What you will do |
All lines in the listing below from the one containing "point(128, 227)" through the last should be written out exactly, and only those.

□ □ □ □ □ □ □

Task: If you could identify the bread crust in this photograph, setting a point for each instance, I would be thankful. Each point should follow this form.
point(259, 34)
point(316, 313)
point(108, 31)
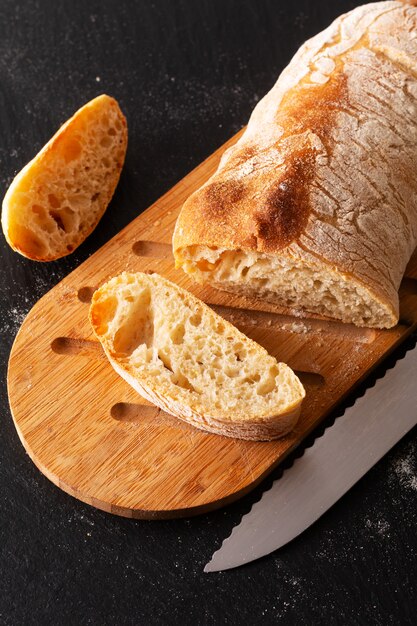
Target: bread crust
point(47, 167)
point(324, 172)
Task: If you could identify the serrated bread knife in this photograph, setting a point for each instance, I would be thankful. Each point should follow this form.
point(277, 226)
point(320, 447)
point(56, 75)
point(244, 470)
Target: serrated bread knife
point(327, 470)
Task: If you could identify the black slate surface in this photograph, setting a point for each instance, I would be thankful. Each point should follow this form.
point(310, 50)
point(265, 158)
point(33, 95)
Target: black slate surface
point(187, 74)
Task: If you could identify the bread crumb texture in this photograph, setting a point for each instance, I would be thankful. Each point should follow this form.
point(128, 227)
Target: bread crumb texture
point(189, 361)
point(315, 207)
point(56, 201)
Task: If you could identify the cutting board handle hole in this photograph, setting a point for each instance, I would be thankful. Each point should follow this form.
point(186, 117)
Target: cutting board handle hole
point(85, 294)
point(154, 249)
point(71, 345)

□ □ □ □ □ □ □

Reply |
point(128, 227)
Target: bread crumb texture
point(189, 361)
point(315, 207)
point(56, 201)
Task: If you could identify the cutting board handle hole in this photograph, setting a point for each instance, I would be thankful. Each point should follow this form.
point(186, 117)
Target: cutting board handle hole
point(85, 294)
point(154, 249)
point(71, 345)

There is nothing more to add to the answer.